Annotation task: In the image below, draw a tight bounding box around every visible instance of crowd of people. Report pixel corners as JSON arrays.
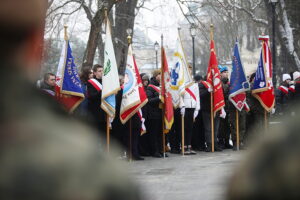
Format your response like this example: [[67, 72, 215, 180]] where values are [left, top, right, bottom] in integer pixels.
[[39, 64, 300, 160]]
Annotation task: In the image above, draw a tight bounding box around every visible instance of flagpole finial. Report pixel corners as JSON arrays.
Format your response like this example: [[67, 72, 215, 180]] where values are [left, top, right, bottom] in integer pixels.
[[210, 24, 214, 40], [64, 25, 69, 40]]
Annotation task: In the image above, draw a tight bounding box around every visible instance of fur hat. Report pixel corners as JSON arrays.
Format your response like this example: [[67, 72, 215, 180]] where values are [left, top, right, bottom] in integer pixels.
[[152, 69, 161, 77], [282, 74, 292, 82], [218, 65, 228, 73], [142, 74, 150, 81], [293, 71, 300, 80]]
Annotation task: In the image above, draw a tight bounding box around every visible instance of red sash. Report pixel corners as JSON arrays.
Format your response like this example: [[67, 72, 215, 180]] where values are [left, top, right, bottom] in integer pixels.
[[148, 84, 160, 93], [278, 85, 289, 94], [88, 78, 102, 92], [185, 88, 197, 101], [201, 81, 209, 89], [289, 85, 296, 92]]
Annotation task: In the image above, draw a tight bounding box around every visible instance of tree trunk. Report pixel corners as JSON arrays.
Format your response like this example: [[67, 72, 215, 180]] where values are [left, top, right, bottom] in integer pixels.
[[83, 0, 116, 65], [84, 23, 101, 65], [113, 0, 138, 73]]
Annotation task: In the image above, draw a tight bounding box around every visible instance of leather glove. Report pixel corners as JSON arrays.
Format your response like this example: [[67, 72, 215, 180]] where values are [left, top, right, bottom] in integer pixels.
[[180, 107, 185, 117]]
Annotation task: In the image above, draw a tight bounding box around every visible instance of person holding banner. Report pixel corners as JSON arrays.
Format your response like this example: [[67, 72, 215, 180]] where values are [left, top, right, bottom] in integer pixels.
[[183, 73, 200, 155], [276, 74, 292, 116], [218, 65, 232, 149], [146, 70, 162, 158], [87, 64, 106, 136], [199, 77, 222, 152]]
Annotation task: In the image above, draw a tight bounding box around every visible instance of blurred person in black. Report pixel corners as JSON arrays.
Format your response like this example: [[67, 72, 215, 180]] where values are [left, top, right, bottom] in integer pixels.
[[0, 0, 140, 200], [192, 74, 206, 151], [87, 64, 106, 138], [226, 107, 300, 200], [139, 73, 151, 156], [146, 70, 162, 158], [275, 74, 291, 116], [218, 65, 232, 149], [199, 78, 222, 152], [40, 72, 56, 96]]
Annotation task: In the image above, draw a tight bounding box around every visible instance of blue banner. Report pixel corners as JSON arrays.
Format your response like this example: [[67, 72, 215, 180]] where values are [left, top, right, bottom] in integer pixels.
[[252, 51, 268, 93], [229, 42, 250, 111], [61, 41, 83, 96], [229, 43, 250, 94]]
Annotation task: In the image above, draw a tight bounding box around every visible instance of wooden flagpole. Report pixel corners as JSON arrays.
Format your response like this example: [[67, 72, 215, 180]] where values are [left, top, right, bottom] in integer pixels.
[[210, 24, 215, 152], [235, 109, 240, 150], [128, 118, 132, 162], [265, 110, 268, 134], [104, 7, 110, 153], [160, 34, 166, 158], [162, 115, 166, 158], [181, 115, 184, 156], [106, 114, 110, 153]]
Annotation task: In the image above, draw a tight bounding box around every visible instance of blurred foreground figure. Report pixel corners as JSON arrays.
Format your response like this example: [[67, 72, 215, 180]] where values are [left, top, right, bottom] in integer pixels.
[[227, 108, 300, 200], [0, 0, 139, 200]]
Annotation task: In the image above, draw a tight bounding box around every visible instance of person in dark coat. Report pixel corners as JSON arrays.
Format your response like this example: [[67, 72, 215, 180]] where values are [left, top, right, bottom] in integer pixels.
[[74, 66, 93, 120], [146, 70, 162, 158], [192, 74, 206, 151], [0, 0, 144, 200], [199, 77, 222, 152], [87, 64, 106, 137], [275, 74, 291, 116], [139, 73, 151, 156], [291, 71, 300, 113], [218, 65, 232, 149], [246, 73, 265, 137], [112, 76, 144, 160]]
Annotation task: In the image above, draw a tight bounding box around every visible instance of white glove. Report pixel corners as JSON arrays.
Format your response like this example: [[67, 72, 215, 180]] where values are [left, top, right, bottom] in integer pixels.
[[141, 118, 147, 135], [194, 110, 199, 121], [180, 107, 185, 117], [271, 108, 275, 115], [220, 108, 226, 119]]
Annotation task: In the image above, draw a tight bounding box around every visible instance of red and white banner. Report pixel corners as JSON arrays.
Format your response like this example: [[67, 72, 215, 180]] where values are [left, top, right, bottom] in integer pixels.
[[120, 45, 148, 124]]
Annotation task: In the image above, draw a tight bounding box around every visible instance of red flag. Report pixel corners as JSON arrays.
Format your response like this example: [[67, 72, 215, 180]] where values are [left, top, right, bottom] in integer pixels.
[[55, 85, 83, 112], [252, 36, 275, 112], [161, 47, 174, 133], [207, 40, 225, 116], [120, 45, 148, 124]]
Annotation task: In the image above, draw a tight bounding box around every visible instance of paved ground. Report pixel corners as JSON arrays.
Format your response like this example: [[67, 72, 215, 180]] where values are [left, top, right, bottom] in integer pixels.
[[130, 150, 244, 200]]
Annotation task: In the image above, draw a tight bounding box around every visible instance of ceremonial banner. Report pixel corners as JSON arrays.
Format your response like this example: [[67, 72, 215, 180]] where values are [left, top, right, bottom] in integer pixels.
[[120, 45, 148, 124], [206, 40, 225, 116], [229, 41, 250, 111], [101, 18, 121, 118], [171, 35, 194, 108], [252, 36, 275, 112], [161, 47, 174, 133], [55, 36, 84, 112]]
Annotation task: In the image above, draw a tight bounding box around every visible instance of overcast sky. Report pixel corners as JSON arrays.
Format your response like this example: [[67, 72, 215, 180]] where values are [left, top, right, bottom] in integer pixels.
[[135, 0, 184, 48]]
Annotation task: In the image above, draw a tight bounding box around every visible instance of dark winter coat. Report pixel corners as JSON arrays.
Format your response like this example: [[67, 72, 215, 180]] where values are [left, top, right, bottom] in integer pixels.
[[199, 82, 210, 112], [146, 78, 162, 119]]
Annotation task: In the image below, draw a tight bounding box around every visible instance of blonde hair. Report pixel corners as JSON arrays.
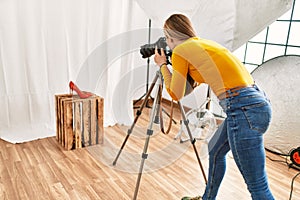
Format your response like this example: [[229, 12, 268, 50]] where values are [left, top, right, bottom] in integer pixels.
[[164, 14, 196, 40]]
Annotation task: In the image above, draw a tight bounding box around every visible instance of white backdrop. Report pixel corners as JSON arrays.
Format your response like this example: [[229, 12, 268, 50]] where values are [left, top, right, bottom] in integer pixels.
[[0, 0, 291, 143]]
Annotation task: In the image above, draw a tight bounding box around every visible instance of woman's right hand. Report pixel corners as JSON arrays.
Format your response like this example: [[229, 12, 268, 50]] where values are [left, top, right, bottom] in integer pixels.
[[154, 47, 167, 66]]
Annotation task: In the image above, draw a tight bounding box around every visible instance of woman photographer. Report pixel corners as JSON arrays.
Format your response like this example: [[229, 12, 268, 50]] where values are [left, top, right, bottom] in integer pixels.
[[154, 14, 274, 200]]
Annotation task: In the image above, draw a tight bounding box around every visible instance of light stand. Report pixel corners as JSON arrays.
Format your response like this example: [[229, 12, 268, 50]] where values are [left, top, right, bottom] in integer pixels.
[[113, 70, 207, 200]]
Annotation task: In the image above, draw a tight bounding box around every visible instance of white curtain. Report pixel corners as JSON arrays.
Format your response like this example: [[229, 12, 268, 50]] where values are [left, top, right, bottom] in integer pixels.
[[0, 0, 152, 143], [0, 0, 291, 143]]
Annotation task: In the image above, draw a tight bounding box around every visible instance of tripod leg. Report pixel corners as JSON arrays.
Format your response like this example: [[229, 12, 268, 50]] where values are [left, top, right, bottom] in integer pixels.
[[113, 74, 159, 165], [178, 101, 207, 184], [133, 72, 162, 200]]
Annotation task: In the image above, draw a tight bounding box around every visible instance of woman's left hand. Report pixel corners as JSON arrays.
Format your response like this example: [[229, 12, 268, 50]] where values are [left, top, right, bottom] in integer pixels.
[[154, 47, 167, 66]]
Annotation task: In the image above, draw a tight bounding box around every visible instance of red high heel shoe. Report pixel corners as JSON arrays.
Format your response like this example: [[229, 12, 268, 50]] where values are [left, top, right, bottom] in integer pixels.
[[69, 81, 94, 99]]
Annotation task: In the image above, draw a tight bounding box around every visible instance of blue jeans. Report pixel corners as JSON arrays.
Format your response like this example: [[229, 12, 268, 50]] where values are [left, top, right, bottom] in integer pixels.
[[202, 85, 274, 200]]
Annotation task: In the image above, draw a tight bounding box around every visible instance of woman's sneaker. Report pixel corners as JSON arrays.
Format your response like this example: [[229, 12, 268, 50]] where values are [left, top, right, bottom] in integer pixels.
[[181, 196, 202, 200]]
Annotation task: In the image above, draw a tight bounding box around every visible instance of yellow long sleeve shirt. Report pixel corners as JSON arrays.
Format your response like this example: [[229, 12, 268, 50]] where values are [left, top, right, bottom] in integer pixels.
[[161, 37, 254, 101]]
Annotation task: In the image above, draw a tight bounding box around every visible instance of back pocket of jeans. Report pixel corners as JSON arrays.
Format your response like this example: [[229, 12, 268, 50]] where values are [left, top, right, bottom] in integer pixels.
[[242, 102, 271, 133]]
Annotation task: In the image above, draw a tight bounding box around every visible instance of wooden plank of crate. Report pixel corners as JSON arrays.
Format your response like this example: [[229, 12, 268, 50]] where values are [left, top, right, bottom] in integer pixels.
[[56, 94, 72, 146], [54, 95, 59, 140], [82, 100, 91, 147], [97, 97, 104, 144], [63, 100, 74, 150], [90, 98, 97, 145], [74, 101, 82, 149], [59, 95, 65, 147]]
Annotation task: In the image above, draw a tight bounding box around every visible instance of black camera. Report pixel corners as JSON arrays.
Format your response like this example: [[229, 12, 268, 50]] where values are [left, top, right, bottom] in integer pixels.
[[140, 37, 169, 58]]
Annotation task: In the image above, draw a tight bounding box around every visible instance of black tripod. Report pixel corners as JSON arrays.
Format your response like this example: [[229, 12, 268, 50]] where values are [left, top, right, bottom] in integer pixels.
[[113, 70, 207, 200]]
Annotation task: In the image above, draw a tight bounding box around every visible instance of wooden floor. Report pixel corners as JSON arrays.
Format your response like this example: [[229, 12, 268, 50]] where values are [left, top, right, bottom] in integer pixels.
[[0, 104, 300, 200]]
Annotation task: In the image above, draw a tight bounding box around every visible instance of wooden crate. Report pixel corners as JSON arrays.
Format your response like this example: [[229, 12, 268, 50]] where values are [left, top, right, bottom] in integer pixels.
[[55, 94, 104, 150]]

=-=-=-=-=

*Exercise directions*.
Please extract everything in the records from the line containing "trunk. Report pixel corners as JSON arrays." down to the line containing "0, 138, 73]]", including both of those lines, and reproduce it verbatim.

*Solution for this task*.
Annotation task: In the image above, draw a tight bounding box around every visible instance of tree trunk. Report pixel corners as JSON arrays.
Format your response like this example: [[67, 72, 215, 180]] where values are [left, top, right, bottom] in integer pixels.
[[83, 0, 116, 65], [84, 23, 101, 65], [113, 0, 138, 73]]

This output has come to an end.